In the text on portable 64-bit integer types, what name is given to the data model in which longs and pointers are 64 bits?

--- TEXT PROVIDED ---

Portable 64 bit integer type

Here I would like to write about coding a “portable” C programs in a sense that they produce same results when compiled and executed on 32 and 64 bits architectures.

The problem I faced with DES is that I need to make sure that my integers are exactly 32 bits on all platforms where I compile it. Also I must be able to create long integers which are exactly 64 bits wide.

What makes C code different on 64 bits platforms.

First thing which comes to mind is the size of integer data types on 32 bits and 64 bit platforms.
Using the common sense we expect 32 bits platforms to have (ILP32 model):

  • 4 bytes per pointer
  • 4 bytes per int
  • 4 bytes per long

and perhaps we expect that 64 bits platforms have:

  • 8 bytes per pointer
  • 4 bytes per int (or 8?)
  • 8 bytes per long

The problem is that you cannot be sure about these values.
The figures above for 64 bit platform are called LP64 (“Longs and Pointers are 64 bits: LP64″) data model.
In fact, there are different data models which denote various schemes.


size of integer data models LLP64 ILP64

Standard (C99) defines minimum size requirements (in number of bytes) for the int and long types.
It also says that long type should be at least as big as, int but they can have equal sizes.

--- DATA LINES ---

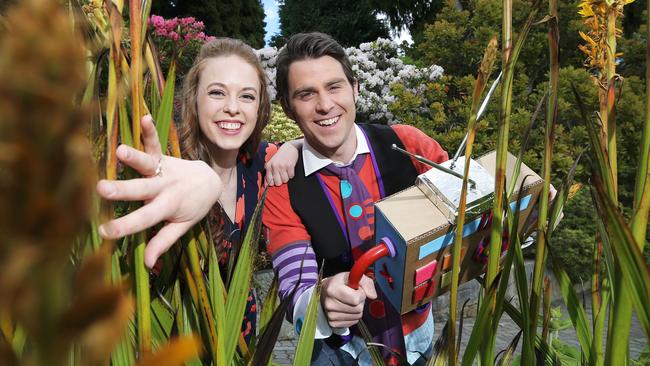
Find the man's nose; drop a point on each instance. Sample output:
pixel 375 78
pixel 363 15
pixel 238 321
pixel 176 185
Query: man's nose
pixel 324 103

---

RESULT OF THIS TASK
LP64